§ AUFGABENZIEL: Von wem kamen laut dem Text über eingefrorene russische Vermögen in der EU bisher Vorschläge, die Vermögen der russischen Zentralbank für den Wiederaufbau der Ukraine heranzuziehen?

§ VORLIEGENDER TEXT:
-*-*-
Im Visier stehen hauptsächlich Oligarchen, die in der EU-Pressemitteilung herausgehoben erwähnt werden. Auch von der Leyens Twittermitteilungen zu den Vorschlägen weisen darauf hin.]
Vorschläge, dass auch eingefrorene Vermögen der russischen Zentralbank für den Wiederaufbau der Ukraine herangezogen werden sollten, kamen in der EU bisher von der polnischen Regierung und vom Hohen Vertreter der EU-Außenpolitik, Josep Borrell. Wie der Wirtschaftswissenschaftler Nicolas Véron und der Experte für Financial Crimes Compliance, Joshua Kirschenbaum, ausführen, steht diese Idee allerdings auf dünnem rechtlichem Boden.
Sie möge ja verführerisch sein, sie sei aber auch unnötig und unklug, so ihr Fazit. Dafür nennen sie fünf Gründe, die strategischer Natur sind. So zum Beispiel, dass darüber die Einigkeit im bislang - wenigstens halbwegs (siehe Ungarns Position in der Sache Ölembargo) - geschlossenen EU-Lager verloren gehen könnte. Weiter führen sie an, dass eine solche Beschlagnahmungsaktion von Vermögen zu Unsicherheiten in den Finanzmärkten führen könnte und dass der Zugriff auf russische Milliarden nicht zwangsläufig auch die Kriegsziele der Ukraine fördern würde.
Und sie nennen rechtliche Schwierigkeitsgrade:
Bei den Reserven der Bank von Russland handelt es sich um öffentliche Gelder. Auch wenn sie häufig damit verwechselt werden, sind diese Gelder doch etwas anderes als die eingefrorenen Vermögenswerte der sanktionierten Russen (die oft vereinfachend, aber bequemerweise als Oligarchen bezeichnet werden).
Bei den Vermögenswerten einiger Oligarchen wird vermutet, dass sie unrechtmäßig erworben wurden, aber sie genießen dennoch den Schutz, der Privateigentum gewährt wird.
Bei den Reserven der Bank von Russland handelt es sich dagegen um öffentliche Gelder, die weder unter diesen Schutz noch – im Kontext der Sanktionen – unter die Staatenimmunität fallen. Aber ihr Erwerb durch den russischen Staat, also im Prinzip im Namen des russischen Volkes, kann nicht grundsätzlich als unrechtmäßig angesehen werden.
-*-*-
§ ROHDATEN:

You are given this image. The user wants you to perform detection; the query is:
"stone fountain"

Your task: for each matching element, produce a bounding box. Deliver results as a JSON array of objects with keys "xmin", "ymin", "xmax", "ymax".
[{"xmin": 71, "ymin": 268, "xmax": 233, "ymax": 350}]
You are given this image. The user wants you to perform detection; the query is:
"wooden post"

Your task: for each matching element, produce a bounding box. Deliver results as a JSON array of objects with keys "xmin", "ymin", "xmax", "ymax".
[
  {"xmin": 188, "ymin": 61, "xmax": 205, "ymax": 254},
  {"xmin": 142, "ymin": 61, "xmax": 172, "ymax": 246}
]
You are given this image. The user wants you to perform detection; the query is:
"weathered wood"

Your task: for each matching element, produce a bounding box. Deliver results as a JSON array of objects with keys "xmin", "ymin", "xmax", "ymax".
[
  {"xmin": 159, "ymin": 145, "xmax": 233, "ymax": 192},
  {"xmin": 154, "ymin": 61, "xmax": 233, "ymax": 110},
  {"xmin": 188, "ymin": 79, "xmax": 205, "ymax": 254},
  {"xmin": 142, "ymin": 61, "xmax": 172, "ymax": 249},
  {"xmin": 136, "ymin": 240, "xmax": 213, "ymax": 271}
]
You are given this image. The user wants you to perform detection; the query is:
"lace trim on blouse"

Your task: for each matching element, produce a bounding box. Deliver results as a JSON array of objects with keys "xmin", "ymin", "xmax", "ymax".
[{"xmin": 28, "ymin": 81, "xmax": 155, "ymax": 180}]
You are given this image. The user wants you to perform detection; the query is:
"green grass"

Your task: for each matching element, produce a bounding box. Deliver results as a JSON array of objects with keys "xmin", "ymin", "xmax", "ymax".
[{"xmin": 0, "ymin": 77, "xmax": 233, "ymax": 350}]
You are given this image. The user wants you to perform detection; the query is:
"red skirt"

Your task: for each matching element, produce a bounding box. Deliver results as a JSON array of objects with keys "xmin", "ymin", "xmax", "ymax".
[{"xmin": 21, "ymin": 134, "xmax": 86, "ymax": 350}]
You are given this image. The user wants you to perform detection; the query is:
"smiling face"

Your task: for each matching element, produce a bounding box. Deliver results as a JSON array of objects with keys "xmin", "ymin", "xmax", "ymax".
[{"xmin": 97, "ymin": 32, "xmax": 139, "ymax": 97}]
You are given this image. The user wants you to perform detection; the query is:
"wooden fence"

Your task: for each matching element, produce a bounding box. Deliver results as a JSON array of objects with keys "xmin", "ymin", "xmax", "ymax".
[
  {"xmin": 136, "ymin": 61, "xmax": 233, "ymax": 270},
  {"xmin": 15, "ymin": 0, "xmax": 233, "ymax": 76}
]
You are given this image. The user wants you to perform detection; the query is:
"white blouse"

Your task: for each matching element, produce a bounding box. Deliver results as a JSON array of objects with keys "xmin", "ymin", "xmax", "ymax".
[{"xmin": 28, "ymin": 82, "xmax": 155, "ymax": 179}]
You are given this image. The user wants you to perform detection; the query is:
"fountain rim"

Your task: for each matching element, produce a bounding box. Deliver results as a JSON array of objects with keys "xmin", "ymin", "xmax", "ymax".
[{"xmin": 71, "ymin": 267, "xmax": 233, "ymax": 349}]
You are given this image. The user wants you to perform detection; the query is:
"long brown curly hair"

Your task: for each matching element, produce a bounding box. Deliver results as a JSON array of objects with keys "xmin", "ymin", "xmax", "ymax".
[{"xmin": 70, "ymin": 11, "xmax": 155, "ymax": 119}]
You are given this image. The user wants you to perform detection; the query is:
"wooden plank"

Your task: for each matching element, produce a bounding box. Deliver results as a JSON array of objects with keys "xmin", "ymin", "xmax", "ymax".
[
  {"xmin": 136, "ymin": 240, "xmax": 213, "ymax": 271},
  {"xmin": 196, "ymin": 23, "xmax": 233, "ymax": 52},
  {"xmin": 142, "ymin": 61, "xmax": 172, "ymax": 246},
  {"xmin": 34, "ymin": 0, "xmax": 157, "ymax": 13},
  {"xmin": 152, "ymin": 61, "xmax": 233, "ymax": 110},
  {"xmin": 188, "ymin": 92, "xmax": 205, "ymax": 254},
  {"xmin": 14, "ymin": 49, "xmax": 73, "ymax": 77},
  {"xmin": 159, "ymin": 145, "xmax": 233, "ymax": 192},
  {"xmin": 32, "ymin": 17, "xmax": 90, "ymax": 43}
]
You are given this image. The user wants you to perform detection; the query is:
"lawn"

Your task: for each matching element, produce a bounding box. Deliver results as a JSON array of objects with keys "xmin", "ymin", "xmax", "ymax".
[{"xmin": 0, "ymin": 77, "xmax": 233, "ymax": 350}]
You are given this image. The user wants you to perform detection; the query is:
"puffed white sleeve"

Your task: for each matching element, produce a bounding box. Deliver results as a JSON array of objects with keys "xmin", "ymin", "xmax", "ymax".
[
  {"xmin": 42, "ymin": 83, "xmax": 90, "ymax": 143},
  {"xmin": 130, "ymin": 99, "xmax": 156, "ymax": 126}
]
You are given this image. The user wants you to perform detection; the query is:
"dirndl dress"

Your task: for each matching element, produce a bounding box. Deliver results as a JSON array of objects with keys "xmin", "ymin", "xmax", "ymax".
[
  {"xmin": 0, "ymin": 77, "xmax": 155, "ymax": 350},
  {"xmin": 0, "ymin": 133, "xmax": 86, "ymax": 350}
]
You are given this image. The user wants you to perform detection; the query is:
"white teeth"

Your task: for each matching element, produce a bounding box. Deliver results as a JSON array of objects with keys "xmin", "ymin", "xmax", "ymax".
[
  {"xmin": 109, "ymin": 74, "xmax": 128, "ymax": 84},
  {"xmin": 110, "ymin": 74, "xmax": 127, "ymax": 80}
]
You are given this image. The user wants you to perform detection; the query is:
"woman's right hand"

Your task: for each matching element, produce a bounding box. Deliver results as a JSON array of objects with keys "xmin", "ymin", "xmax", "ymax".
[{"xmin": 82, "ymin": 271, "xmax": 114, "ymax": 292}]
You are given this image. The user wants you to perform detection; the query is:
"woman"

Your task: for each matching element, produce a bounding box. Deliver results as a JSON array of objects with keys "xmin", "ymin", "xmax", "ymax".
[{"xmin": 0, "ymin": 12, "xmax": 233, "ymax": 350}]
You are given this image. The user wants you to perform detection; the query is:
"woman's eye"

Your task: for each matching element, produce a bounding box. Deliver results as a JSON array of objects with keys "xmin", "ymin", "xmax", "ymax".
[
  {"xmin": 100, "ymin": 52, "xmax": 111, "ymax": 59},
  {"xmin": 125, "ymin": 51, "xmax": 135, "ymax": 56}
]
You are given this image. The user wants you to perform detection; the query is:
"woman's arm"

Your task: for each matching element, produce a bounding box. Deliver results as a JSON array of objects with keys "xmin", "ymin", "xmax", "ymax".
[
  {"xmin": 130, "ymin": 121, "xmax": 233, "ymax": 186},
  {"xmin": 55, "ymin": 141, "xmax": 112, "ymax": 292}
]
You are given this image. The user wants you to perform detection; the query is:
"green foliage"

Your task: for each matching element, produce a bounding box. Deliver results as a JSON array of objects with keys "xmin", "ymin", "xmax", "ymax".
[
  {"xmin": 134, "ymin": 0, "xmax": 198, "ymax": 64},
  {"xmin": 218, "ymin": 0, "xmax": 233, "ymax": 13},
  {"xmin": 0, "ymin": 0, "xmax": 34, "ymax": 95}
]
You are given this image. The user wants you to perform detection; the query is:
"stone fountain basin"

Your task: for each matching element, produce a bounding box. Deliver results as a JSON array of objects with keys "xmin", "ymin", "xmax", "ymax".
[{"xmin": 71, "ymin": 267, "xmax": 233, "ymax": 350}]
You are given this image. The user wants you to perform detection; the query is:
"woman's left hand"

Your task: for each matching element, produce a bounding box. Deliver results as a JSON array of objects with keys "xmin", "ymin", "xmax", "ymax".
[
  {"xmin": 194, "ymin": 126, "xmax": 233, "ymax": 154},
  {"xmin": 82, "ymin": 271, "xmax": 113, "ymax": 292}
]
-*-*-
§ ERGEBNIS DER ÜBUNG: Von der polnischen Regierung und vom Hohen Vertreter der EU-Außenpolitik, Josep Borrell.